MATERIAL SHOWN -
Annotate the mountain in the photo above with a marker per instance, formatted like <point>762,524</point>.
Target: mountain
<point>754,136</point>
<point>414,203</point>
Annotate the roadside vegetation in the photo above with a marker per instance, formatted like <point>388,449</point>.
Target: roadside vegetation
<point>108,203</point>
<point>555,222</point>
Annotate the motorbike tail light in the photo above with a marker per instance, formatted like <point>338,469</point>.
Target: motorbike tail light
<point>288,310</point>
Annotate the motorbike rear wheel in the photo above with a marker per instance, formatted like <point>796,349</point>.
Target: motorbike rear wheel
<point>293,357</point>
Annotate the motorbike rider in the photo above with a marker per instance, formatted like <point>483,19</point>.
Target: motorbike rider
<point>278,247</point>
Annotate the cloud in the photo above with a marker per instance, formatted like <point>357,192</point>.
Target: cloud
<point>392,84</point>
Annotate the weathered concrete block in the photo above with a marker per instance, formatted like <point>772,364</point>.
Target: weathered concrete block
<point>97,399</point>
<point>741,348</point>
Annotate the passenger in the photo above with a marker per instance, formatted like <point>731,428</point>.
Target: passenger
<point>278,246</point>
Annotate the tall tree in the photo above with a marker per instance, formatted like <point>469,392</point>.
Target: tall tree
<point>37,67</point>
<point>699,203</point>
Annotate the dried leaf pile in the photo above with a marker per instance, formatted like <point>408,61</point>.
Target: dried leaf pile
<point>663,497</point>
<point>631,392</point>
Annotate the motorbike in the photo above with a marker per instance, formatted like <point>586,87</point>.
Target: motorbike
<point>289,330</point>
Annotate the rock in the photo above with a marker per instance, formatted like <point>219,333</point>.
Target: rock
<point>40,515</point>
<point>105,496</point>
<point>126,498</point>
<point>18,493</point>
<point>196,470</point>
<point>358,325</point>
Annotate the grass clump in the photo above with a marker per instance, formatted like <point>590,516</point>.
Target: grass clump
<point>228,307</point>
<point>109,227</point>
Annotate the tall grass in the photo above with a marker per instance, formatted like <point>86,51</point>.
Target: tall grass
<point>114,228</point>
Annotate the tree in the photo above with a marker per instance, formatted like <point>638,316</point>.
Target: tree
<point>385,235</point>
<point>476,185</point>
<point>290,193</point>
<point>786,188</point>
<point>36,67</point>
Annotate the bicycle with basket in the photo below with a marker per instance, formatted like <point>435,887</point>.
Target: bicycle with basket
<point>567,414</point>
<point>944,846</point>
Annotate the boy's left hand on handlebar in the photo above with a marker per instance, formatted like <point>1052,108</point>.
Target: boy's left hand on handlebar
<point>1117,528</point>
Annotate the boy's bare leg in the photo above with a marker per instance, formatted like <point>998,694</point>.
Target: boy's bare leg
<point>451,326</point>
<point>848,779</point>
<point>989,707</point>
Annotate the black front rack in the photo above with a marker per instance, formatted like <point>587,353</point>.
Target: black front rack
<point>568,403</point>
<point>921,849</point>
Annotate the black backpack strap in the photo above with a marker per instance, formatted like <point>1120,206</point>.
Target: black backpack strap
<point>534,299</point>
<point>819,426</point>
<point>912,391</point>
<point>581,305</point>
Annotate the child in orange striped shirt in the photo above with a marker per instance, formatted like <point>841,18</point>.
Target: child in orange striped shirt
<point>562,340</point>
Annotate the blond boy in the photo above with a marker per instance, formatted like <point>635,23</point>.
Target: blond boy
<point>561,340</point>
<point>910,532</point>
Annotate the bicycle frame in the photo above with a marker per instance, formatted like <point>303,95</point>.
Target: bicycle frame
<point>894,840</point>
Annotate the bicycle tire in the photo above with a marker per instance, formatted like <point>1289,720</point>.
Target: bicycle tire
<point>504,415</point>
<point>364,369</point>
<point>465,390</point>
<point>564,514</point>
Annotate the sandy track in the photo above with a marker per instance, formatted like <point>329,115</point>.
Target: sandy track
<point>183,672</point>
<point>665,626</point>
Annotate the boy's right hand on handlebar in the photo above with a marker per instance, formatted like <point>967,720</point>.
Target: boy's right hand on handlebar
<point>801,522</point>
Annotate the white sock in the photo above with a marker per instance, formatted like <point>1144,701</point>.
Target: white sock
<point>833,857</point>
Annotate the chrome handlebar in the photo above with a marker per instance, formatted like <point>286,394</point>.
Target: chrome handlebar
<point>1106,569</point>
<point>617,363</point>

PROBLEM REQUIREMENTS -
Nothing is to be altered; retype each entry exactly.

RESPONSE -
Annotate the mountain in the photo above with a marker per instance, formatted like <point>762,524</point>.
Target: mountain
<point>754,136</point>
<point>414,203</point>
Annotate the roadside vegetation in the photo above with a marker per instance, formatted like <point>388,449</point>.
Target: roadside vegetation
<point>108,203</point>
<point>555,222</point>
Annotate the motorbike tail light in the photo above with a marker per instance, formatted like <point>338,469</point>.
Target: motorbike tail light
<point>288,310</point>
Annotate the motorbike rear wheel in the photo above with a marker per instance, formatted like <point>796,349</point>.
Target: motorbike rear wheel
<point>293,357</point>
Annotate the motorbike rider in the photo above with a marker per instance, formatted like <point>483,19</point>.
Target: motorbike rider
<point>278,247</point>
Annotate the cloud in the photo above with a marker per instance, formatted like <point>357,192</point>.
Target: cloud
<point>392,84</point>
Annotate the weathered concrete block in the photo above with a marker per instance, formatted like <point>772,364</point>.
Target: weathered concrete block
<point>97,399</point>
<point>741,348</point>
Annotate the passenger in the photo above with a marker per instance, formatted like <point>731,428</point>.
Target: passenger
<point>278,246</point>
Annotate the tall tree in the photo above with a marker per instance, formatted like <point>469,392</point>.
Target: tall tree
<point>37,67</point>
<point>699,203</point>
Annotate the dried leaf pile in the photo above with a marker per instance, formatted like <point>408,61</point>.
Target: dried leaf pile
<point>663,497</point>
<point>631,392</point>
Annotate the motorbike in the photo above with a marker per instance, formatted like <point>586,87</point>.
Target: motorbike
<point>289,330</point>
Annotate the rock in the photo above with a marker per instance, formatted like <point>219,333</point>.
Target: rock
<point>40,515</point>
<point>105,496</point>
<point>126,498</point>
<point>18,493</point>
<point>196,470</point>
<point>358,325</point>
Annotate the grass clump in the photo above with a marker per instance, formatted like <point>590,516</point>.
Target: grass clump
<point>228,307</point>
<point>109,227</point>
Annotate the tall grass in the photo above with a marker per instance, formatted like <point>86,51</point>.
Target: tall grass
<point>114,228</point>
Annotate the tree in the photo above with a marker per instance, formatted like <point>638,316</point>.
Target: tree
<point>385,235</point>
<point>476,185</point>
<point>290,193</point>
<point>786,188</point>
<point>36,67</point>
Annotate the bicycle with basket in the photo below with a marker per instance, formatted like <point>435,887</point>.
Target: bicycle with basket
<point>567,414</point>
<point>944,846</point>
Annotate the boy's left hand on handlebar in the photo above with a marker per instance, formatted like <point>1052,108</point>.
Target: boy's left hand on handlebar
<point>1117,528</point>
Annotate the boy's bare leg in the photo above with a marker per instance, formatted like <point>998,694</point>.
Target: boy's bare leg
<point>451,326</point>
<point>848,779</point>
<point>989,707</point>
Annotate the black front rack in the photo above with a marker per instance, formatted like <point>587,353</point>.
Target: black front rack
<point>568,403</point>
<point>921,849</point>
Annotate the black backpack strap in the photo above with a marker per instance, formatted like <point>1120,206</point>.
Target: black backpack strap
<point>534,299</point>
<point>819,426</point>
<point>912,391</point>
<point>581,305</point>
Annotate the child in orange striped shirt in the photo above with a marker per instance, formatted like <point>841,18</point>.
Target: child in orange striped shirt
<point>562,340</point>
Annotate the blond boy in the photo above with a marker per instance, formatted like <point>635,23</point>.
Target: blond boy
<point>561,340</point>
<point>910,532</point>
Annotate the bicycle frame in the photo above with a marker per instance, formatted like <point>303,95</point>.
Target: bicycle frame
<point>894,840</point>
Annotate the bicycle tire in the photo above with a marker per instance, formatted like <point>1289,720</point>.
Target: bicycle tire
<point>504,415</point>
<point>364,369</point>
<point>465,390</point>
<point>564,514</point>
Annotate the sandy track in the photo above with a marker per instance, formatted like <point>329,115</point>.
Target: sandy track
<point>183,672</point>
<point>665,626</point>
Annotate the boy's right hand on handlebar in the photo above with a marker per instance, formatted like <point>967,720</point>.
Target: boy's right hand on handlebar
<point>801,522</point>
Annotate the white sock in the photo above with a marker per instance, formatted like <point>1144,701</point>.
Target: white sock
<point>833,857</point>
Annotate the chrome handlebar in the photo above with a marker per instance, formatted like <point>286,394</point>.
Target: chrome handlebar
<point>1106,569</point>
<point>617,363</point>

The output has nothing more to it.